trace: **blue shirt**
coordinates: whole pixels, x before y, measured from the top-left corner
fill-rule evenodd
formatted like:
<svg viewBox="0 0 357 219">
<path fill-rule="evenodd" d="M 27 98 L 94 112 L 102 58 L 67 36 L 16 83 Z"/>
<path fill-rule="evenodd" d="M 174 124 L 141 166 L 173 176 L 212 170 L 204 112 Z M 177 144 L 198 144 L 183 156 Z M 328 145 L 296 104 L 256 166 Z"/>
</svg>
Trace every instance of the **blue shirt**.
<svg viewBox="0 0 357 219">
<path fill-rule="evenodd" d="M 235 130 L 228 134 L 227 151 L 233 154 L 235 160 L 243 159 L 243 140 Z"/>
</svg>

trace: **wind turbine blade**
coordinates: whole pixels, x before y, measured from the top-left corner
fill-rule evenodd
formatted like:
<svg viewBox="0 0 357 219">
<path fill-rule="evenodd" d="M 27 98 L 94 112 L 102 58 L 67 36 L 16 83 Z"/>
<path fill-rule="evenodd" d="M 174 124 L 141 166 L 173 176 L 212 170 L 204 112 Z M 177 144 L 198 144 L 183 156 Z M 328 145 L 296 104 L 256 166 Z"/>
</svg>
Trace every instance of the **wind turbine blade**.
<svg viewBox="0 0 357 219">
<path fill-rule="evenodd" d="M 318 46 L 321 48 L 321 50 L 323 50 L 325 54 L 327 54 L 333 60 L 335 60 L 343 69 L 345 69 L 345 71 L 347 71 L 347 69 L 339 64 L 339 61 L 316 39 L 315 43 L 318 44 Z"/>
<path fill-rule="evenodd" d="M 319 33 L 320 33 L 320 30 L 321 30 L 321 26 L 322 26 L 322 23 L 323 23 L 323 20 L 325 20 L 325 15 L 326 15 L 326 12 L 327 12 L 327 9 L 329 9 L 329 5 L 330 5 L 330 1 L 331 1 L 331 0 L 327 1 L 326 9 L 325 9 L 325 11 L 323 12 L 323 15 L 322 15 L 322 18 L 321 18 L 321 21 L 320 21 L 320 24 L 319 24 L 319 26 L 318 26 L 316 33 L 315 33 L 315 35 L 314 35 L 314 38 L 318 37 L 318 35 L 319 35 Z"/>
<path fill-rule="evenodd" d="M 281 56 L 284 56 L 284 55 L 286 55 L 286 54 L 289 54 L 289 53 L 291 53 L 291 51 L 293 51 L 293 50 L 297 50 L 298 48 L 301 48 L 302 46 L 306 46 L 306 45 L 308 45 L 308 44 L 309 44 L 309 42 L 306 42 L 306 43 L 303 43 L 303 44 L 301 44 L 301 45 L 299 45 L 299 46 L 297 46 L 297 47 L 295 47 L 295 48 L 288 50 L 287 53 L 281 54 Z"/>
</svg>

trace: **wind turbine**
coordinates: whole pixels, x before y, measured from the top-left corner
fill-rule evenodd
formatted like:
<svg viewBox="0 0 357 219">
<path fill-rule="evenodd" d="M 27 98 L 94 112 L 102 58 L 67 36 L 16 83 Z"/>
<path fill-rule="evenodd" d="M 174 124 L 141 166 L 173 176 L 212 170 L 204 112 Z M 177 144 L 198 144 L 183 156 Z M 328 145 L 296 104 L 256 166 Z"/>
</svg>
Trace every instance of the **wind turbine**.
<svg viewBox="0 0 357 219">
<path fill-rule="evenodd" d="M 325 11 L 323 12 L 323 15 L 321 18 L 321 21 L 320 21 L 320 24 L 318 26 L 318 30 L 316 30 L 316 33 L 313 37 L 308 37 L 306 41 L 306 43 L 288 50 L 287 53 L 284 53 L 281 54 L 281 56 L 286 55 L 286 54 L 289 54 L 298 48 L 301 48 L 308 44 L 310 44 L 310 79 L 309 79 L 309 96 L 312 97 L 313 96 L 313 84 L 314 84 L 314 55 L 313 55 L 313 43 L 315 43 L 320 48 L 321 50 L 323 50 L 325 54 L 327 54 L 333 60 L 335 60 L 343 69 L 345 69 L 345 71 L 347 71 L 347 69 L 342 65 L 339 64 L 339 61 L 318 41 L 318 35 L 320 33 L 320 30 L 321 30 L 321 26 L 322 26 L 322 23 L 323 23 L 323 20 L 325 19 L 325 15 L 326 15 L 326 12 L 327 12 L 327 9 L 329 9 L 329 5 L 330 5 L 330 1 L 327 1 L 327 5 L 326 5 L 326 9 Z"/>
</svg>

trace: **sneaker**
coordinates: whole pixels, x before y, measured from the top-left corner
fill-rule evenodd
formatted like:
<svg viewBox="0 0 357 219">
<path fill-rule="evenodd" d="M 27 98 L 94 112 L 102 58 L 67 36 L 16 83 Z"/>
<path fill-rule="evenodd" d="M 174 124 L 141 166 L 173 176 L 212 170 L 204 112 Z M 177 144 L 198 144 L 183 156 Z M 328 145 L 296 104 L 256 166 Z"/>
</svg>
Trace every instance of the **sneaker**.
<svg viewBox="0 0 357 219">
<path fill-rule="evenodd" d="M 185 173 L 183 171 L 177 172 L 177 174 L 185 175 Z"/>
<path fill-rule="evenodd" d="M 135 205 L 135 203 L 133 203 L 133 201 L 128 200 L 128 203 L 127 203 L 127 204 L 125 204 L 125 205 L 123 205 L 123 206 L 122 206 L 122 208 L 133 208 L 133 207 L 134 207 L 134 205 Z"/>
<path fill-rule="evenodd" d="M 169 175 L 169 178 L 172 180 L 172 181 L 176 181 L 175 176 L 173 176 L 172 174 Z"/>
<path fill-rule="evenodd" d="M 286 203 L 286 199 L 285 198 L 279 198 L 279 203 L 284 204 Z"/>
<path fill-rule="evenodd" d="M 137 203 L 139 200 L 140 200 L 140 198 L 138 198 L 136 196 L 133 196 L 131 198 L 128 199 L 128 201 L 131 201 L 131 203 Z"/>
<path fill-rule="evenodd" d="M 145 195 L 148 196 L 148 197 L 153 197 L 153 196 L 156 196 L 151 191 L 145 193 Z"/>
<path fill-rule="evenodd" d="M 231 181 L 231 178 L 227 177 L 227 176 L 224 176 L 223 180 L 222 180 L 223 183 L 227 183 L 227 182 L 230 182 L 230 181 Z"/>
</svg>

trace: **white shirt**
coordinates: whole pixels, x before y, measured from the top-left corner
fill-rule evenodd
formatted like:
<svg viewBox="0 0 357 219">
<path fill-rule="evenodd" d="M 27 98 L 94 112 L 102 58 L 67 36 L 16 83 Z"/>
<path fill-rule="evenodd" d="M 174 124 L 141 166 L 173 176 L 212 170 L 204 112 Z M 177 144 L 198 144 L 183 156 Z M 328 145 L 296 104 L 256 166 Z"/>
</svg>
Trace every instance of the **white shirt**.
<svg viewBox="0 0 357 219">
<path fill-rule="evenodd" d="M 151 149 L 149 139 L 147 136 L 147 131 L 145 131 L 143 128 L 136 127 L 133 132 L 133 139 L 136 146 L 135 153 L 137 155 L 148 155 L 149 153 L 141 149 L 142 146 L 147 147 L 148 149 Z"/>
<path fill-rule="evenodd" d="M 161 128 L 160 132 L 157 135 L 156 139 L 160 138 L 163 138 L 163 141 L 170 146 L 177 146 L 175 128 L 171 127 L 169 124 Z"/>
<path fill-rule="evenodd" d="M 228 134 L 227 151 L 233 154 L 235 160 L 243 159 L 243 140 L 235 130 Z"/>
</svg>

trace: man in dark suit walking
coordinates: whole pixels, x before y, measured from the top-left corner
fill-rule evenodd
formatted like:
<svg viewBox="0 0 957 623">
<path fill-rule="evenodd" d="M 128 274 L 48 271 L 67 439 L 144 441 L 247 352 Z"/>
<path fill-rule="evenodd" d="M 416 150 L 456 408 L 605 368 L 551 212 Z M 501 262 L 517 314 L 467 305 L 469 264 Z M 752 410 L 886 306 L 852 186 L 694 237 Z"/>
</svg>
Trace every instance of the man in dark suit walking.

··········

◆ What is asked:
Reproduce the lines above exactly as they appear, from the line containing "trace: **white shirt**" through the final line, including both of those lines.

◆ Task output:
trace: **white shirt**
coordinates: whole pixels, x before y, measured from the top-left corner
fill-rule evenodd
formatted like:
<svg viewBox="0 0 357 219">
<path fill-rule="evenodd" d="M 27 98 L 94 112 L 102 58 L 67 36 L 16 83 Z"/>
<path fill-rule="evenodd" d="M 174 124 L 141 166 L 173 176 L 212 170 L 204 112 Z M 177 144 L 198 144 L 183 156 Z M 328 145 L 296 104 L 256 166 Z"/>
</svg>
Trace every instance of the **white shirt**.
<svg viewBox="0 0 357 219">
<path fill-rule="evenodd" d="M 151 149 L 149 139 L 147 136 L 147 131 L 145 131 L 143 128 L 136 127 L 133 132 L 133 139 L 136 146 L 135 153 L 137 155 L 148 155 L 149 153 L 141 149 L 142 146 L 147 147 L 148 149 Z"/>
<path fill-rule="evenodd" d="M 161 128 L 160 132 L 157 135 L 156 139 L 160 138 L 163 138 L 163 141 L 170 146 L 177 146 L 175 128 L 171 127 L 169 124 Z"/>
<path fill-rule="evenodd" d="M 228 134 L 227 151 L 233 154 L 235 160 L 243 159 L 243 140 L 235 130 Z"/>
</svg>

trace: man in dark suit walking
coordinates: whole pixels, x before y, measured from the top-left corner
fill-rule evenodd
formatted like:
<svg viewBox="0 0 957 623">
<path fill-rule="evenodd" d="M 128 274 L 48 271 L 67 439 L 144 441 L 247 352 Z"/>
<path fill-rule="evenodd" d="M 416 150 L 456 408 L 605 368 L 551 212 Z M 501 262 L 517 314 L 467 305 L 469 264 Z M 752 410 L 886 306 L 852 186 L 694 237 Z"/>
</svg>
Trace every instance of the man in dark suit walking.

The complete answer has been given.